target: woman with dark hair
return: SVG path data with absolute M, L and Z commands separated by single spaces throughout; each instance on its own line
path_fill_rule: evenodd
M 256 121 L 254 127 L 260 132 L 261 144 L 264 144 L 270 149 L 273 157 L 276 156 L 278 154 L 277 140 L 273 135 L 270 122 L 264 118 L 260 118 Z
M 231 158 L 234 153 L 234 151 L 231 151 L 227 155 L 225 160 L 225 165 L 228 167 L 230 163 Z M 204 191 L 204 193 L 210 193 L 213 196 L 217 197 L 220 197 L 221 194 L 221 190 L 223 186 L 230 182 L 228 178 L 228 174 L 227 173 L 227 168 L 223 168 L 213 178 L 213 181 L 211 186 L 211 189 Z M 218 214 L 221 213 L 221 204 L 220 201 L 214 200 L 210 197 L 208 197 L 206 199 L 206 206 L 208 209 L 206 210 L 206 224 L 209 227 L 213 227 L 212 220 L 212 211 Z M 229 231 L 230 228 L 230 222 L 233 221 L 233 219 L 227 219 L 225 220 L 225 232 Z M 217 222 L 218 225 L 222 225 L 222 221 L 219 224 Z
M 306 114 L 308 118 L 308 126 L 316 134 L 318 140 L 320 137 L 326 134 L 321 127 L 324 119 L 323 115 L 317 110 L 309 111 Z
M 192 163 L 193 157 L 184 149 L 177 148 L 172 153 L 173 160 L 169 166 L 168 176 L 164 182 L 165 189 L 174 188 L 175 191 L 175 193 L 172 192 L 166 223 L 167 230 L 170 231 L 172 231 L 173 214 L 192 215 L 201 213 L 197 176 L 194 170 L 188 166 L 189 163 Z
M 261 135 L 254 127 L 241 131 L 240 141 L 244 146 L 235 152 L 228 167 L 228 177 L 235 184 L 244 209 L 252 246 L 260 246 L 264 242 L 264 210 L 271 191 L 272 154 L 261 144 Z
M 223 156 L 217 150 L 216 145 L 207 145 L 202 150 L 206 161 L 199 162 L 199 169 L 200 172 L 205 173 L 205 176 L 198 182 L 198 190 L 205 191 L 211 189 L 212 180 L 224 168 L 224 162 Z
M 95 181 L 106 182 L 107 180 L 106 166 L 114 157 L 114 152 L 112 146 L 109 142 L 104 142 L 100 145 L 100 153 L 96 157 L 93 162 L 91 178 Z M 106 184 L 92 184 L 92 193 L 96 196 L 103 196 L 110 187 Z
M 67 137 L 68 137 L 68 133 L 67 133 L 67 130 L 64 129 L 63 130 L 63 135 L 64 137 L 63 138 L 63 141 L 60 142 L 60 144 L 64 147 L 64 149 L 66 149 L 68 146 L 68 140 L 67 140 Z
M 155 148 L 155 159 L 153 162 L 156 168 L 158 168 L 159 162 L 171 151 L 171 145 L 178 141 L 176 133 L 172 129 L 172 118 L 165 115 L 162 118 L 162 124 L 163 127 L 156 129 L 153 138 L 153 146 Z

============

**WHAT YOU WILL DO:** Reproduce all of the records above verbatim, character for character.

**EXERCISE OUTPUT:**
target: woman with dark hair
return: SVG path data with absolute M, L and Z commands separated by single spaces throughout; each instance on its own line
path_fill_rule: evenodd
M 256 121 L 254 127 L 260 132 L 261 144 L 264 144 L 270 149 L 273 157 L 276 156 L 278 154 L 277 140 L 273 135 L 270 122 L 264 118 L 260 118 Z
M 231 158 L 234 153 L 234 151 L 231 151 L 227 155 L 225 160 L 225 165 L 228 167 L 230 163 Z M 204 191 L 204 193 L 210 193 L 213 196 L 217 197 L 220 197 L 221 194 L 221 190 L 223 186 L 230 182 L 228 178 L 228 174 L 227 173 L 227 168 L 223 168 L 213 178 L 213 181 L 211 186 L 211 189 Z M 218 214 L 221 213 L 221 204 L 220 201 L 214 200 L 210 197 L 208 197 L 206 199 L 206 206 L 208 209 L 206 210 L 206 224 L 209 227 L 213 227 L 212 220 L 212 211 Z M 229 231 L 230 228 L 230 222 L 233 221 L 233 219 L 227 219 L 225 220 L 225 232 Z M 217 222 L 218 225 L 222 225 L 222 221 L 219 224 Z
M 306 114 L 308 118 L 308 126 L 316 134 L 318 140 L 320 137 L 326 134 L 321 127 L 324 119 L 323 115 L 317 110 L 309 111 Z
M 192 163 L 193 157 L 184 149 L 177 148 L 172 153 L 173 160 L 169 166 L 168 176 L 164 182 L 165 189 L 174 188 L 175 191 L 175 193 L 172 192 L 166 223 L 167 230 L 170 231 L 172 231 L 173 214 L 192 215 L 201 213 L 197 176 L 194 170 L 188 166 L 189 163 Z
M 261 135 L 254 127 L 241 131 L 240 141 L 244 146 L 235 152 L 228 167 L 228 177 L 235 184 L 244 209 L 252 246 L 260 246 L 264 242 L 264 210 L 271 191 L 272 154 L 261 144 Z
M 223 156 L 217 150 L 216 145 L 207 145 L 202 150 L 206 161 L 199 162 L 199 169 L 200 172 L 205 173 L 205 176 L 198 182 L 198 190 L 205 191 L 211 189 L 212 180 L 224 168 L 224 162 Z
M 95 181 L 106 182 L 107 180 L 106 166 L 114 157 L 114 152 L 112 146 L 109 142 L 104 142 L 100 145 L 100 153 L 96 157 L 93 162 L 91 178 Z M 106 184 L 92 184 L 92 193 L 96 196 L 103 196 L 110 187 Z
M 67 137 L 68 137 L 68 133 L 67 133 L 67 130 L 64 129 L 63 130 L 63 135 L 64 137 L 63 138 L 63 141 L 60 142 L 60 144 L 64 147 L 64 149 L 66 149 L 68 146 L 68 140 L 67 140 Z
M 155 148 L 155 159 L 153 162 L 156 168 L 158 168 L 159 162 L 171 151 L 171 145 L 178 141 L 176 133 L 172 129 L 172 118 L 165 115 L 162 118 L 162 124 L 163 127 L 156 129 L 153 138 L 153 146 Z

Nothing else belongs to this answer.